Requirement: Rewrite all of the lines below, replacing "Shot-chart audit" with "Annotation check" wherever it occurs, leaving everything else unchanged and omitting the pictures.

Given entries:
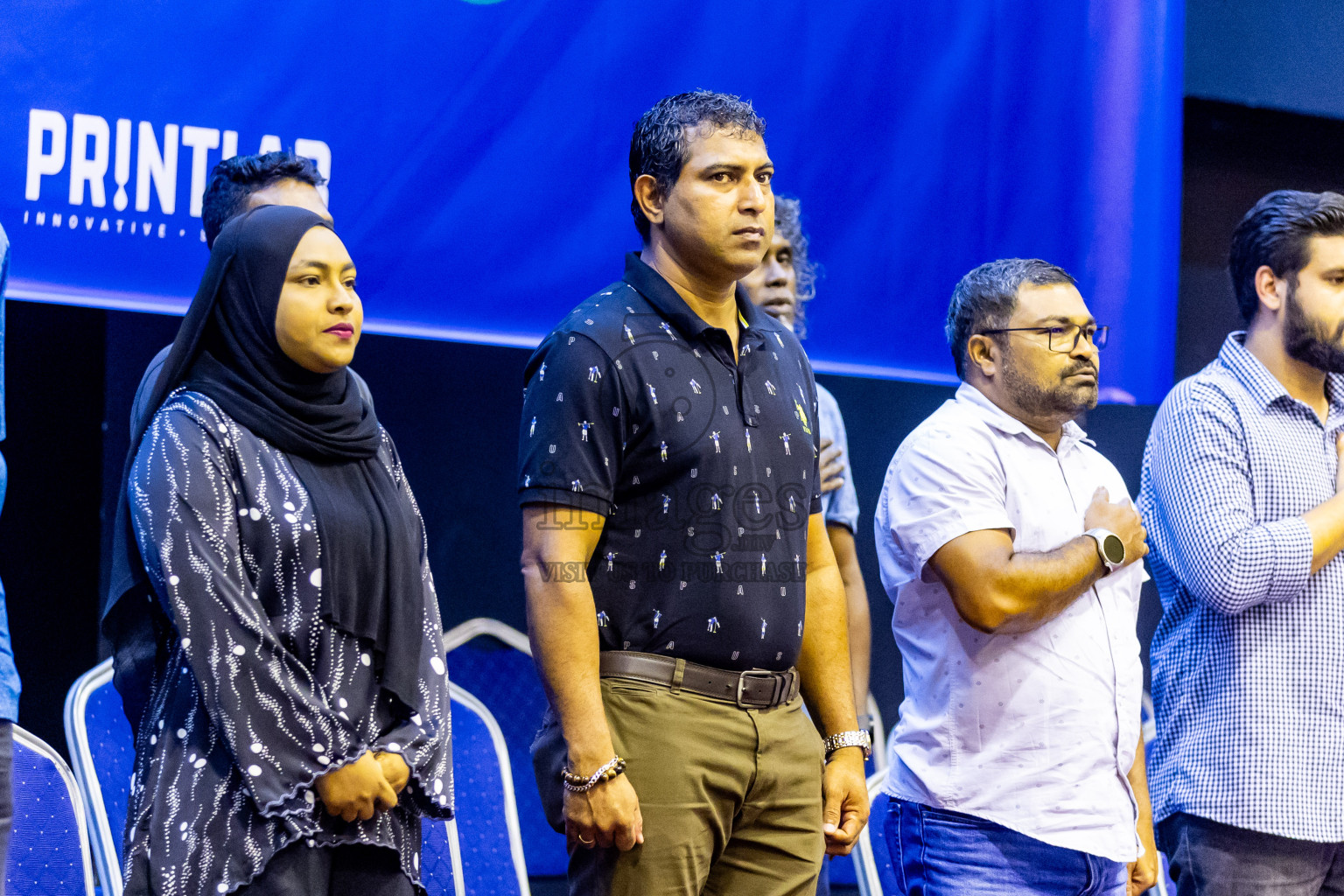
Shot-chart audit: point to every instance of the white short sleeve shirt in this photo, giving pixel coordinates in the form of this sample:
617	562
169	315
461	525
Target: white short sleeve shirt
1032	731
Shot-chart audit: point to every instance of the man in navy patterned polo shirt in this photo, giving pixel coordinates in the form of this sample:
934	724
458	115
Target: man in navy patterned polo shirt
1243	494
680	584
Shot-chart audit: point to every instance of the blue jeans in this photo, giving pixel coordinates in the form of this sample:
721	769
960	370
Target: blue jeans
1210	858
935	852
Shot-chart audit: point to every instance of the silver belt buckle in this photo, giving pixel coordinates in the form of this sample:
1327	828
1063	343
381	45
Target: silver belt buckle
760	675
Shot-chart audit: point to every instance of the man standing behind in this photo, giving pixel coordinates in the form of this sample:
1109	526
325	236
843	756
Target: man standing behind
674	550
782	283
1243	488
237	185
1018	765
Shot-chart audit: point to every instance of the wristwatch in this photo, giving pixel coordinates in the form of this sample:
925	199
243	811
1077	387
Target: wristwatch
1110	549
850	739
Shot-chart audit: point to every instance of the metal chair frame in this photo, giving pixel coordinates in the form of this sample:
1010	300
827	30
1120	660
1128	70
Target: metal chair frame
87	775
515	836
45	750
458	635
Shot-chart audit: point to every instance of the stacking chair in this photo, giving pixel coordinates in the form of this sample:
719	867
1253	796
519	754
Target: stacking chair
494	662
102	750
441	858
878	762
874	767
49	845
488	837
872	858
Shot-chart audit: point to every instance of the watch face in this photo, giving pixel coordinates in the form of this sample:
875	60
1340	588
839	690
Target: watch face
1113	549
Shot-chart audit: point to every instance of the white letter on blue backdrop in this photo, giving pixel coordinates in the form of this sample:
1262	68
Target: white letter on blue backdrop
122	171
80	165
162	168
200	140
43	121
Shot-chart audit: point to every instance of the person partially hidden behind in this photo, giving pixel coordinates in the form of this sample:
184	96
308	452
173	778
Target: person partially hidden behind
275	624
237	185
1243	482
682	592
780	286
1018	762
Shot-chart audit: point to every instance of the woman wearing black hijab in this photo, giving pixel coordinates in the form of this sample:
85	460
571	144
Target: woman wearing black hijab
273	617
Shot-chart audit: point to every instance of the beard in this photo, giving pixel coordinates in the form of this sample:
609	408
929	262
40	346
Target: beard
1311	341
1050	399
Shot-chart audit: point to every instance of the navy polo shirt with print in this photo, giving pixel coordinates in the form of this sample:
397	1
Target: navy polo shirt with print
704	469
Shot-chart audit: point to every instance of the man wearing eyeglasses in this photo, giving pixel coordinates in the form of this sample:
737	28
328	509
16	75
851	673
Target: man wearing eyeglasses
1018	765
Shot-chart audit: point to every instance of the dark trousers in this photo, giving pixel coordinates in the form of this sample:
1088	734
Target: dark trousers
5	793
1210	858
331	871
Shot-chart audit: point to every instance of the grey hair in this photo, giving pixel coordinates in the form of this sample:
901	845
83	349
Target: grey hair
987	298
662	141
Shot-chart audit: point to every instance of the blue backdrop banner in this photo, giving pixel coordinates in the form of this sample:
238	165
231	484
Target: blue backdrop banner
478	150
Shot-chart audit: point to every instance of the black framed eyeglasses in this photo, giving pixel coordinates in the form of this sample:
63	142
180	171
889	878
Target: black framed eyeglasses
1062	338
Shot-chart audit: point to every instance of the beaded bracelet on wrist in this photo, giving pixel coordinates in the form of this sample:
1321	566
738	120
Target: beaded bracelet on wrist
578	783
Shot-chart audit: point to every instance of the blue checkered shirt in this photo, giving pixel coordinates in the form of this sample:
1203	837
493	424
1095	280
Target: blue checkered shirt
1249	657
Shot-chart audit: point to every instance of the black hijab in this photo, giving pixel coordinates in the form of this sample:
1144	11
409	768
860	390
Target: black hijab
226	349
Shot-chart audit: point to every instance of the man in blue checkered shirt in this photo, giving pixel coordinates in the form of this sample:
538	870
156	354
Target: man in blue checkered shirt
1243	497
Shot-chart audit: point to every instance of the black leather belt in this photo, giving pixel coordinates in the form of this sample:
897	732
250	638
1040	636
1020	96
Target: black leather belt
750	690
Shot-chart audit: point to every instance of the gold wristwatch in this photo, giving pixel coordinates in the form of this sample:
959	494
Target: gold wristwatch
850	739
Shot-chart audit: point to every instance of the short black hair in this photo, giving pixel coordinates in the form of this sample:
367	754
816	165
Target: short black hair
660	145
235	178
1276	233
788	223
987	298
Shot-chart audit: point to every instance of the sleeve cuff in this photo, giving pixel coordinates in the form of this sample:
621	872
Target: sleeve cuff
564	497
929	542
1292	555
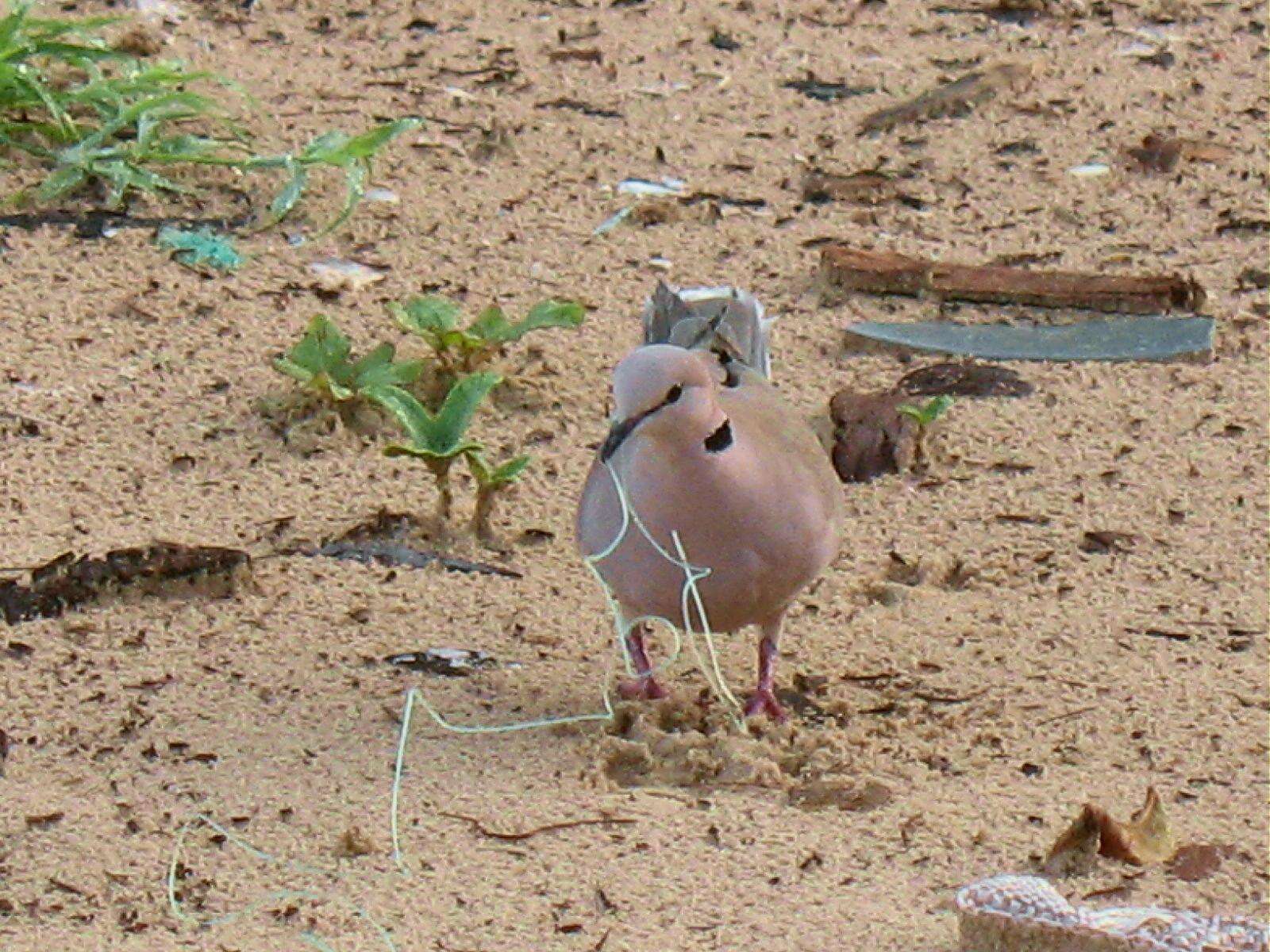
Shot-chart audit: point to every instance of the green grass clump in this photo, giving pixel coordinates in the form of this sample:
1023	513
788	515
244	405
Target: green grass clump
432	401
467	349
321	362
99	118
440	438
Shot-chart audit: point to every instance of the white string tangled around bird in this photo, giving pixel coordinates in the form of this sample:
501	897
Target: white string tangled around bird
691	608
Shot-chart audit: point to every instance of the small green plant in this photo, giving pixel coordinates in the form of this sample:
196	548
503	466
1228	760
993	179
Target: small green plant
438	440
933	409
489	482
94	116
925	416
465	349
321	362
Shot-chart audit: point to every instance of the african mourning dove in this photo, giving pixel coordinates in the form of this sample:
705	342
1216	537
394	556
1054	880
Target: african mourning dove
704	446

Response to this task:
Annotation check: point to every instance of the white short sleeve shirt in this photo, giving pixel coordinates in the form of this sample:
617	562
169	315
461	525
Target: white short sleeve shirt
1032	731
Annotation check: point to every instance of the man in navy patterned polo shirt in this photo, giving pixel coordinates in the form of this sample:
934	724
458	115
Target: man in navy patterned polo shirt
1243	494
680	584
Annotation check: point to every instance of the blue jeans in this photo, giving pixel coordinates in the form of this sample:
721	769
960	370
Target: blue jeans
1210	858
935	852
Annotation check: point to every instance of the silver belt buckle in this photo, giving pixel coordinates in the form of this sample:
1327	828
1063	343
381	45
Target: silver belt buckle
760	675
Annotation check: point to every instance of the man standing behind in this photo, giving pixel coordinates in the form of this sample:
1109	526
325	236
843	756
Target: man standing behind
674	550
782	283
1243	488
237	185
1018	765
Annotation check: point to every instance of the wristwatch in this photo, giving pixel coordinates in the form of this sample:
925	199
243	811
1077	387
Target: wristwatch
1110	549
850	739
Annotation check: point to every instance of the metal chair frame in this photo, giving pixel coordinates in the form of this sample:
1010	300
827	30
1120	660
1128	70
Target: metal chair frame
87	775
515	836
45	750
458	635
Annotation check: point to every instance of the stacking chair in this photo, giving pixel coordinates in the form of this sample:
719	867
1253	796
519	754
Target: stacking chair
494	662
102	750
441	858
878	762
874	767
49	845
488	837
872	858
Annotation check: point to every instance of the watch face in this photo, giving pixel coordinates in the form of this sample:
875	60
1340	588
839	690
Target: watch face
1113	549
Annotation check: point to every instance of the white letter on blue backdrop in this photo, giving pixel coordinates in the form of this sample:
1262	68
Target: white letter on blue backdrop
122	171
80	165
162	168
200	140
43	121
Annotation check: point to every instance of the person partially hidden behind in this photo, giving pixel coordinates in the form of this sample:
184	96
308	452
173	778
Target: person partially hidden behind
275	624
237	185
1243	482
682	592
780	286
1018	762
Annotation check: point to every instance of the woman wearing black hijab in this photo, giving pixel coordinates in the form of this sample:
85	460
571	144
Target: woman wearing black hijab
273	617
Annotation check: point to every instance of the beard in this photo, giving pixel coordinates in the form of this sample:
609	408
929	262
40	346
Target: beard
1311	341
1050	399
Annotation check: point to every instance of the navy polo shirt with print in this photo, giving pixel coordinates in the form of this sample:
397	1
Target: navy polo shirt with print
704	469
Annotation check: point to every instance of the man wearing eyeglasses in this photo, giving pixel coordinates in the form of this sample:
737	28
328	509
16	75
851	673
Target: man wearing eyeglasses
1018	765
Annotation check: point to every instance of the dark trousers in this photo, giving pixel coordinates in the form of this sample:
1088	734
Target: dark trousers
5	793
1210	858
331	871
Annotation check: point to every instance of the grey hair in this photo, giving pixel coordinates in the form of this sample:
901	845
83	349
Target: grey hair
987	298
662	141
Annotation check: point to every instance of the blue backdrop banner in this photo, giving pixel coordinates in the form of this sample:
238	165
231	484
Target: blue backdrop banner
478	150
Annotation check: point to every instance of the black framed eyeglasses in this photo, giving pixel coordinates in the form of this sample:
63	142
180	171
889	878
Target: black framed eyeglasses
1062	338
Annotation check: point to every instance of the beaded bracelet on wrist in this photo, giving pixel coordinates in the form of this sample:
1321	566
738	120
Target: beaded bracelet on wrist
578	783
Annotation check: point to every instance of the blue checkered shirt in this photo, giving pixel coordinates in the form of this sample:
1203	837
493	424
1095	280
Target: blue checkered shirt
1249	657
Annotation check: point to every instance of the black hijab in this photo, giving pixel coordinates in the form of this sample:
1144	11
409	768
860	390
Target: black hijab
226	349
Annotation check: point to every instance of the man in blue checkered shirt in this photo, giving pixel coordinates in the form of this sample:
538	870
156	354
Target: man in blue checkered shirt
1243	497
Annotation check: point to every instance of the black leather belt in this photo, giving pixel coordinates in the form of this sample:
897	732
250	638
1040	636
1020	96
Target: black leather belt
750	690
Annotation check: point to every instance of the gold wristwatch in this photo, giving pixel coordinates in the form of this sample:
959	494
Target: gold wristwatch
850	739
Annotation check: point to every instance of the short black hair in this photo, giving pixel coordinates in the form of this sample:
367	754
816	165
Target: short black hair
660	145
235	178
1276	233
788	223
987	298
Annotation check: point to every instance of the sleeve cuff in this photo, giving pixel coordinates in the form of this sample:
621	872
Target: sleeve cuff
564	497
929	542
1292	555
Annotation check: point to every instance of the green grass clump in this photo, giving pixel coordinates in the form of this sample:
1023	513
788	515
244	405
Target: green grass clump
432	401
467	349
321	362
99	118
440	438
Annotation check: point to every instance of the white string tangled around bird in this photo, giving pixel coordinates in the form of this sample:
501	897
Target: white string tangled around bird
691	608
Annotation check: point to every instance of the small green plant in this photo, giving pixel coordinates in the form of this sample:
196	548
503	466
1228	760
993	179
Target: small green plant
438	440
933	409
489	482
94	116
925	416
465	349
321	362
Annotation check: point to every instance of the african mourning dove in this photo, giving pixel coordinates in the form of this sample:
705	342
1216	537
394	556
1054	880
Target: african mourning dove
704	446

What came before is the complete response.